§ ACTION ITEM:
Return the data below exactly, but only from the line containing "Target: wood framed mirror" through the line containing "Reviewer note: confirm that every instance of the wooden", with both of those lines included.

(Stored dataset items)
***
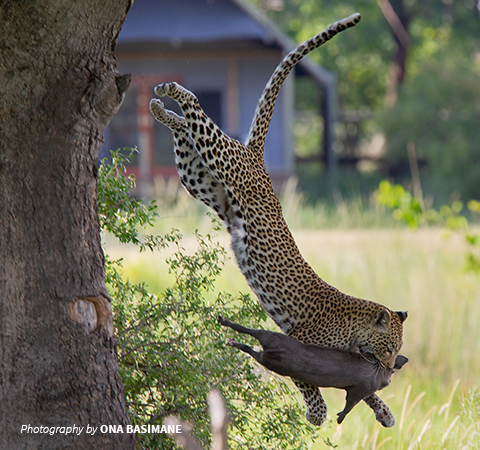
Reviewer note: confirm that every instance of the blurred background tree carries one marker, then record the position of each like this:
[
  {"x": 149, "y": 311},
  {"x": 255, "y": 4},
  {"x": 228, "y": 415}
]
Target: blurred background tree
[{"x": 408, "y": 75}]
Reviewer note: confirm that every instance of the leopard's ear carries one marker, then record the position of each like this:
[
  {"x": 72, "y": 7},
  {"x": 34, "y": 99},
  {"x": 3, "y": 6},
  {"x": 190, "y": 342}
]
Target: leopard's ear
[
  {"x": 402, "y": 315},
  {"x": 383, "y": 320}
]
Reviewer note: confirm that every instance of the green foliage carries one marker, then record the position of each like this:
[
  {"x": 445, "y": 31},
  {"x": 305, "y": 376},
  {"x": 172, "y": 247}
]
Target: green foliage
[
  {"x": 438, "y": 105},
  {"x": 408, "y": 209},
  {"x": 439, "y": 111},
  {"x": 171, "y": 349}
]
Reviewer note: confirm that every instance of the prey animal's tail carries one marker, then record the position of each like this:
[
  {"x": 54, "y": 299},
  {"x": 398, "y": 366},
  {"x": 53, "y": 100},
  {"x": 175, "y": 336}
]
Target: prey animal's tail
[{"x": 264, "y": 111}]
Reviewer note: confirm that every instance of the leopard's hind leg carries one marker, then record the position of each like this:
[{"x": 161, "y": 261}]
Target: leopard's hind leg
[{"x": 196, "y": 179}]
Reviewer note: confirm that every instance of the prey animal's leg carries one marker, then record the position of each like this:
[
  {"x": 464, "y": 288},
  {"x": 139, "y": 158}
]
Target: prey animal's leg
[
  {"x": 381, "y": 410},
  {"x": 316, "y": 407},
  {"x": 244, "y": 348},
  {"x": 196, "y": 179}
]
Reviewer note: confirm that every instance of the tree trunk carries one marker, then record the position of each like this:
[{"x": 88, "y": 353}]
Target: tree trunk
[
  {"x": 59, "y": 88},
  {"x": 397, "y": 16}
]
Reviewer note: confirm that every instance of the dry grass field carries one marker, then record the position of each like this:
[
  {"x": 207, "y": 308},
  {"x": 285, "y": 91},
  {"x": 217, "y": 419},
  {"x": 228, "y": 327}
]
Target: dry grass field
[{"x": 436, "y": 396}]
***
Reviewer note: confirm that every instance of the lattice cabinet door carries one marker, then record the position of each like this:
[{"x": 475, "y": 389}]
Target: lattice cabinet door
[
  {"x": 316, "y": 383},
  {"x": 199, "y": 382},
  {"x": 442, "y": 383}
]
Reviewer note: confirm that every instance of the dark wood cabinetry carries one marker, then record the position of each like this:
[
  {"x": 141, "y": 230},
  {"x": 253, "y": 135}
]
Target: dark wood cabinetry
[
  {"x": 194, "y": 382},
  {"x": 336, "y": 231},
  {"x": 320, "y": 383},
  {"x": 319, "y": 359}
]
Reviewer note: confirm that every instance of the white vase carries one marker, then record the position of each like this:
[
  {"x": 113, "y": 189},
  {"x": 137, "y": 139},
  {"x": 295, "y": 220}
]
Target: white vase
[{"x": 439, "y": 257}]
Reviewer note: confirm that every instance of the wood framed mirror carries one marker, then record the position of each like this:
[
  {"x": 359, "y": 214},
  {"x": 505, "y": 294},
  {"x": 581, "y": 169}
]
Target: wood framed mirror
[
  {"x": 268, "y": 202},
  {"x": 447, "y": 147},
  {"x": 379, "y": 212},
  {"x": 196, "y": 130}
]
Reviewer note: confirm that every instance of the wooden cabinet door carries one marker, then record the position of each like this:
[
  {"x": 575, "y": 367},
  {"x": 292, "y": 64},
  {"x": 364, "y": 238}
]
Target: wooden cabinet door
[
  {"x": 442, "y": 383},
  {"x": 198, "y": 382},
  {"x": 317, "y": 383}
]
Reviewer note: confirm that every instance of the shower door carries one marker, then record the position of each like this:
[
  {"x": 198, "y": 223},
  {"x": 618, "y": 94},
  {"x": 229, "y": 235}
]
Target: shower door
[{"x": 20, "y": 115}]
***
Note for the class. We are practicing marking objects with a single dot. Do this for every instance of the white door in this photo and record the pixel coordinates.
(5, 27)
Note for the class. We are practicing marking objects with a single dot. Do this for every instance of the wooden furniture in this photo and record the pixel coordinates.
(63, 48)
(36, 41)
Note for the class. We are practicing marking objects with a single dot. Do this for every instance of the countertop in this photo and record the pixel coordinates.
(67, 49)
***
§ WRITTEN SOLUTION:
Target: wood framed mirror
[
  {"x": 268, "y": 202},
  {"x": 447, "y": 147},
  {"x": 379, "y": 212},
  {"x": 196, "y": 130}
]
Reviewer note: confirm that every instance of the wooden cabinet door carries one marker, then record the position of each like this:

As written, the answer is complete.